'''
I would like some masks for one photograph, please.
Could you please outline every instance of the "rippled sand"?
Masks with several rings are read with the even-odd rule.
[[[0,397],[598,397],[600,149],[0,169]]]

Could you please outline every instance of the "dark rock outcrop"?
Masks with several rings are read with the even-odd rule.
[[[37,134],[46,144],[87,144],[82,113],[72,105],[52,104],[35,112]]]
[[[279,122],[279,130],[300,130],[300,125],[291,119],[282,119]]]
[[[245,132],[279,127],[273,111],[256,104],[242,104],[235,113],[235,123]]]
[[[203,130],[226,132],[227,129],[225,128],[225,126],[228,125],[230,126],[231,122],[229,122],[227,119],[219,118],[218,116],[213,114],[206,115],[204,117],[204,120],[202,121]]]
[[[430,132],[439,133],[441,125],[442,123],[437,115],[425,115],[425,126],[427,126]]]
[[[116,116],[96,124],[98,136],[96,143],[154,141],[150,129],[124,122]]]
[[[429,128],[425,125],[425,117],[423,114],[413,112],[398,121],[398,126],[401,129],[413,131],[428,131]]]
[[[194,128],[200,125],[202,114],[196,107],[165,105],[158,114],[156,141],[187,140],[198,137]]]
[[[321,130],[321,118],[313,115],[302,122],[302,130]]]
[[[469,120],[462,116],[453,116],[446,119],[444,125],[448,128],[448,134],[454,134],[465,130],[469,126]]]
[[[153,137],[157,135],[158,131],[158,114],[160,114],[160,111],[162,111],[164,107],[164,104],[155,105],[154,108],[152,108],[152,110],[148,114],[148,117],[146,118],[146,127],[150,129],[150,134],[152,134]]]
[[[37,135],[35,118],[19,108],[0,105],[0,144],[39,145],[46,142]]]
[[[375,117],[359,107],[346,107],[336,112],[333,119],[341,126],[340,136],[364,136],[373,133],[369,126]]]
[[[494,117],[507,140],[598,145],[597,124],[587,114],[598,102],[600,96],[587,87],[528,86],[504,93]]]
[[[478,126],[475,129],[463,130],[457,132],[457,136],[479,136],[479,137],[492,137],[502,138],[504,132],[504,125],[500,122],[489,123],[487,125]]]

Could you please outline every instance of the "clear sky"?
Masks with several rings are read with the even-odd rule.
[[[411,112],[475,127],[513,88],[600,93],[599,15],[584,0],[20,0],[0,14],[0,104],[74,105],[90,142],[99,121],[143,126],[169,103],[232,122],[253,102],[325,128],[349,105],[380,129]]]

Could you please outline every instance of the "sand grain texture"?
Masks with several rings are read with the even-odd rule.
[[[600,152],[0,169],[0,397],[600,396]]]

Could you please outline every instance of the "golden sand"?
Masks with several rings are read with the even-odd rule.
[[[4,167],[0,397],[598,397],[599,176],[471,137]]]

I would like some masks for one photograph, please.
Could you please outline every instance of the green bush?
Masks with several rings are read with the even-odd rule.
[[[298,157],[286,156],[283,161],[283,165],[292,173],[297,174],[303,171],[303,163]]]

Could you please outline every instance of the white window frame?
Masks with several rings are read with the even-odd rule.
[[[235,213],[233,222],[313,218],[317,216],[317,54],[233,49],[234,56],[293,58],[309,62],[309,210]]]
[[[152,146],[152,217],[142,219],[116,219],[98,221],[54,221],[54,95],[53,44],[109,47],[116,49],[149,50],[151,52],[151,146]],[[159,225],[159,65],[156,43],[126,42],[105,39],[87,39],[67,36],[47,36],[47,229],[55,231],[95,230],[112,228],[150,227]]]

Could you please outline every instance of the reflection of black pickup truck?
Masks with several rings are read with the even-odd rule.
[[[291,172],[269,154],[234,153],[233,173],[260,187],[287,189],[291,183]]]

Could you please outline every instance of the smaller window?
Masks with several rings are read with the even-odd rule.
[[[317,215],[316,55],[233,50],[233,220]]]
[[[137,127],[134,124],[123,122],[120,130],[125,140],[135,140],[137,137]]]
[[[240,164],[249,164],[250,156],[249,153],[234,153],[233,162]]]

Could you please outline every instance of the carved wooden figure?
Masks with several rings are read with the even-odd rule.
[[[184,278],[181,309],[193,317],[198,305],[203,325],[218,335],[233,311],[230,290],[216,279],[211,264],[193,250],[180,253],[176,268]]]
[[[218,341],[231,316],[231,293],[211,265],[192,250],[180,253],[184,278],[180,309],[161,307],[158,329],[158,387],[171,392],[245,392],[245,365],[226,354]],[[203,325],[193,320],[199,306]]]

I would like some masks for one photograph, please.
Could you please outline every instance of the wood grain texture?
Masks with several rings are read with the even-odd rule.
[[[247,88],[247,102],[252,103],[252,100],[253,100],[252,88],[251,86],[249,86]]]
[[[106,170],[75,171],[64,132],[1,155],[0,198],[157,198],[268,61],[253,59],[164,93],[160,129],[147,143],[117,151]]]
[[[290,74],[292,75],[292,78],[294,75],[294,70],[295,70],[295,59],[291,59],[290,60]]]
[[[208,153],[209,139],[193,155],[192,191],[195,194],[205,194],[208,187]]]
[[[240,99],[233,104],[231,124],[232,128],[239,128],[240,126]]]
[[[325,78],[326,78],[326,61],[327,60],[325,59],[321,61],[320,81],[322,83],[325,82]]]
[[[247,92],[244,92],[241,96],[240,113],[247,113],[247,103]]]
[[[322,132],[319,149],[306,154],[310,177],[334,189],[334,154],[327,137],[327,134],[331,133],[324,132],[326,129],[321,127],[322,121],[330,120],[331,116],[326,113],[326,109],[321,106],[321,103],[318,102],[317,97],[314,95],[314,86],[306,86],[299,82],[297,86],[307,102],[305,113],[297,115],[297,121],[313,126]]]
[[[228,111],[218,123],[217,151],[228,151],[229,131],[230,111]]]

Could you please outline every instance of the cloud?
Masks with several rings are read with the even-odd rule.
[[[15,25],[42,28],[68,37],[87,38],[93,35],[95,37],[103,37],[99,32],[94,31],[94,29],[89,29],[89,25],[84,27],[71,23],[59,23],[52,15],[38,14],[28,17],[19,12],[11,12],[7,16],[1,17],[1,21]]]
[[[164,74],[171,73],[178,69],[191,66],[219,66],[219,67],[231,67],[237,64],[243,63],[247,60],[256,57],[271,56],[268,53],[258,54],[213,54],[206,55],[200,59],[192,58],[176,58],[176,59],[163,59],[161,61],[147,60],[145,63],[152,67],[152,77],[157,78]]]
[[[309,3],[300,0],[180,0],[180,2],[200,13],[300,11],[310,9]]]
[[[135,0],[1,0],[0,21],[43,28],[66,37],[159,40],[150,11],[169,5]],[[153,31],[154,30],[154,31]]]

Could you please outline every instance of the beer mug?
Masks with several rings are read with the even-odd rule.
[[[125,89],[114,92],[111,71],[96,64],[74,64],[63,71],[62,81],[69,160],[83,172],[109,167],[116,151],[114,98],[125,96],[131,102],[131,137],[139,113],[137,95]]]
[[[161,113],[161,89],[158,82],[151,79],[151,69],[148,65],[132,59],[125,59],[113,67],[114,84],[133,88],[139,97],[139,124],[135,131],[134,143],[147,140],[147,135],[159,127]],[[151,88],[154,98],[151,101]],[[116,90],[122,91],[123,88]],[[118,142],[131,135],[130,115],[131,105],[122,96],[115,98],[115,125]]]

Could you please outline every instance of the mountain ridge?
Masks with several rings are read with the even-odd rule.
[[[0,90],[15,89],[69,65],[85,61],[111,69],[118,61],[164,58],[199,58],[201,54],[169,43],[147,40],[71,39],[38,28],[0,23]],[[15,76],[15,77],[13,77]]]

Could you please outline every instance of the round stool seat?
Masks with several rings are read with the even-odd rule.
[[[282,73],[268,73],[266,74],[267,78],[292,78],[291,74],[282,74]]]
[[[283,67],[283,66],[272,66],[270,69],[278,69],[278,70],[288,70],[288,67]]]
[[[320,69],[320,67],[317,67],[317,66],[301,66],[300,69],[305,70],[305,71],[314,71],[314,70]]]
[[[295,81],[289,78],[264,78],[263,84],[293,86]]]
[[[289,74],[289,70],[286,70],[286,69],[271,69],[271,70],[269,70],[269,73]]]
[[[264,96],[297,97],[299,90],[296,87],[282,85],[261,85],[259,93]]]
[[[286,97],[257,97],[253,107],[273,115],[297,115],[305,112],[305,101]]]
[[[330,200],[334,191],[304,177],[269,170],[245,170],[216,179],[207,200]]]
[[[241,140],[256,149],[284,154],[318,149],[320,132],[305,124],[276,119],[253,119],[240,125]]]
'''
Directions: Reproduce exactly the lines above from the line with "Could you please outline every instance of the smaller" to the line with "Could you please outline every instance of the cloud?", including both, and add nothing.

Solved problem:
Could you please outline every instance of the smaller window?
Masks with several rings are read with the even-odd rule.
[[[317,215],[316,55],[233,50],[233,220]]]
[[[137,127],[134,124],[123,122],[120,130],[125,140],[135,140],[137,137]]]
[[[240,164],[249,164],[250,156],[249,153],[234,153],[233,162]]]

Could you please outline every instance of the carved wooden figure?
Masks with several rings are read with the even-odd rule.
[[[184,278],[181,309],[193,317],[198,305],[203,325],[218,335],[233,311],[230,290],[216,279],[211,264],[193,250],[180,253],[176,268]]]
[[[218,341],[231,316],[231,293],[211,265],[192,250],[180,253],[184,278],[180,309],[161,307],[158,329],[158,387],[171,392],[245,392],[245,365],[226,354]],[[203,325],[193,320],[199,306]]]

I would like some masks for one photograph, please.
Could you please outline every instance of the wood grain texture?
Masks with several rings are read with the even-odd rule.
[[[247,88],[247,102],[252,103],[252,100],[253,100],[252,88],[251,86],[249,86]]]
[[[106,170],[75,171],[64,132],[1,155],[0,198],[157,198],[268,61],[253,59],[164,93],[160,129],[147,143],[117,151]]]
[[[290,74],[292,75],[292,78],[294,75],[294,70],[295,70],[295,59],[291,59],[290,60]]]
[[[208,153],[209,139],[193,155],[192,191],[195,194],[205,194],[208,187]]]
[[[240,99],[233,104],[231,124],[232,128],[239,128],[240,126]]]
[[[325,78],[326,78],[326,61],[327,60],[325,59],[321,61],[320,81],[322,83],[325,82]]]
[[[247,92],[244,92],[241,96],[240,113],[247,113],[247,103]]]
[[[322,132],[319,149],[306,154],[310,177],[334,189],[334,154],[327,137],[327,134],[331,133],[324,132],[326,129],[321,127],[322,121],[330,120],[331,116],[326,113],[326,109],[321,106],[321,103],[318,102],[317,97],[314,95],[314,86],[306,86],[299,82],[297,86],[307,102],[305,113],[297,115],[297,121],[313,126]]]
[[[228,111],[218,123],[217,151],[228,151],[229,131],[230,111]]]

Could you please outline every instance of the cloud?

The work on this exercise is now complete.